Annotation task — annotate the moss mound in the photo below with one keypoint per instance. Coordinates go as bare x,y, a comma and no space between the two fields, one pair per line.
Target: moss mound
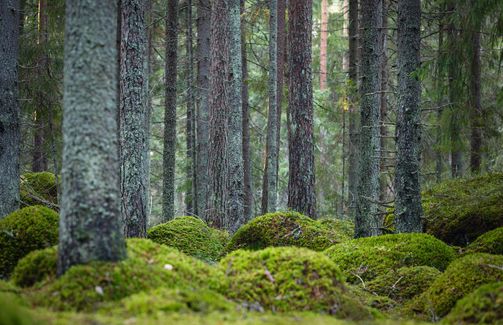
190,235
366,258
458,211
23,231
35,267
483,306
283,229
289,279
491,242
148,266
39,188
461,277
404,283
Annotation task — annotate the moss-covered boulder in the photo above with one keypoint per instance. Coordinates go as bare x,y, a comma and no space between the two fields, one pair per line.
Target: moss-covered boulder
491,242
289,279
404,283
190,235
463,276
458,211
23,231
364,259
39,189
283,229
482,306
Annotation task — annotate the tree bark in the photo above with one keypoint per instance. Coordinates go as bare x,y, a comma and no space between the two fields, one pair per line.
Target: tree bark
168,199
9,107
301,180
368,221
90,224
134,117
408,210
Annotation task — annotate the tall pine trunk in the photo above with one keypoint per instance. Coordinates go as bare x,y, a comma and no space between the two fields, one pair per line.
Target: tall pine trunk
301,180
9,107
408,210
90,224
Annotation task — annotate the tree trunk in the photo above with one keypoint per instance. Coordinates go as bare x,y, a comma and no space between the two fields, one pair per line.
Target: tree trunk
168,196
90,225
408,210
270,186
203,66
134,117
368,221
9,107
301,180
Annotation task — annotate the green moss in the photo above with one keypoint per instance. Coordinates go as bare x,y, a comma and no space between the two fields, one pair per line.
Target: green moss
460,210
461,277
35,267
190,235
283,229
366,258
287,279
148,266
404,283
39,188
491,242
483,306
23,231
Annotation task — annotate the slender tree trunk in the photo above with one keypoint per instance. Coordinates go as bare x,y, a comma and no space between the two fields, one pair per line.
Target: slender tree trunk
134,116
408,210
203,67
168,199
90,225
9,107
270,186
248,186
301,180
368,220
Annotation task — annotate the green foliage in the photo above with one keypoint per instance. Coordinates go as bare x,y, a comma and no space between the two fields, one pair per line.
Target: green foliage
190,235
404,283
284,229
482,306
458,211
23,231
367,258
289,279
39,188
35,267
461,277
491,242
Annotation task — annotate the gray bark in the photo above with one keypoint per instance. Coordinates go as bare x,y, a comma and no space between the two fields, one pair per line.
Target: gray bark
368,221
301,180
134,117
90,224
9,107
408,210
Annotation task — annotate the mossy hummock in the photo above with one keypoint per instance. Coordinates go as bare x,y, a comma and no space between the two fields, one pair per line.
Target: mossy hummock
23,231
364,259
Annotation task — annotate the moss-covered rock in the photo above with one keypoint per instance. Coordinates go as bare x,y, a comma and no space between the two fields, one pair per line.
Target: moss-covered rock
458,211
404,283
283,229
491,242
289,279
37,266
190,235
366,258
482,306
23,231
39,189
148,266
462,277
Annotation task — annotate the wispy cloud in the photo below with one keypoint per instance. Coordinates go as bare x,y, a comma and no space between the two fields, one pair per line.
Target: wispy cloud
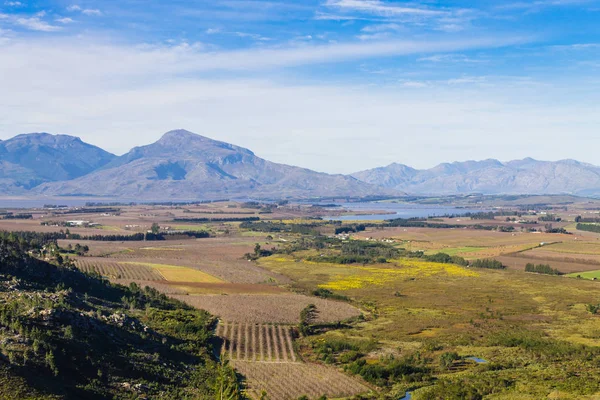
450,58
380,8
576,46
541,4
84,11
65,20
36,24
381,28
447,19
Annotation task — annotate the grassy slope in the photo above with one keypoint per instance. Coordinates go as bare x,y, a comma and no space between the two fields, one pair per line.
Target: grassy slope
67,335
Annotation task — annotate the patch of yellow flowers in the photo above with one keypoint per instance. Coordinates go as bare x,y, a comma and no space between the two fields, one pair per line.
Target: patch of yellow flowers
373,276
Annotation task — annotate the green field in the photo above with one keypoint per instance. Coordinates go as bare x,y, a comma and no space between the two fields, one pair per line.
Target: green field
530,328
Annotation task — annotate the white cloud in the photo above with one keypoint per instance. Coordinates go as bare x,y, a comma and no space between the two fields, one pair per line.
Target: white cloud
91,12
85,11
120,96
380,8
382,28
65,20
414,84
450,58
36,24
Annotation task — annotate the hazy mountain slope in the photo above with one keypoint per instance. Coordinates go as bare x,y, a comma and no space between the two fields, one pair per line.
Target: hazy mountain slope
30,159
183,165
526,176
68,335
______________________________
What you should do: Please output the data again without changes, from the line that contains "Annotation task — annotate the patch" through the end of the data.

Answer to the exercise:
Annotation task — annotate the patch of yellow flowers in the photo above with one keypoint per instance. Coordinates go as bare x,y, a comma and no space between the two fields, one pair per line.
Target: patch of yellow flowers
373,276
Annotation task — annotate the green field in the photo above with one keypoint per instance. Coordinates go as bare x,y, a comma and no space between the two fields, one pair per line.
Target: green field
530,328
Annotation task — annotate the white cloud in the photo above with one keypoint per instance. Coordinates go as bare x,y, a comma and no space between the two fields, one pair per line.
Target: white cloud
91,12
85,11
120,96
380,8
382,28
65,20
414,84
450,58
36,24
Annotation task — annotate the hazy mountain slope in the photo above with one keypoint per instance. Coordinates go as bare x,y, a comma and no space between the two fields, one pair per line.
Target: hazy mountain slope
30,159
183,165
526,176
68,335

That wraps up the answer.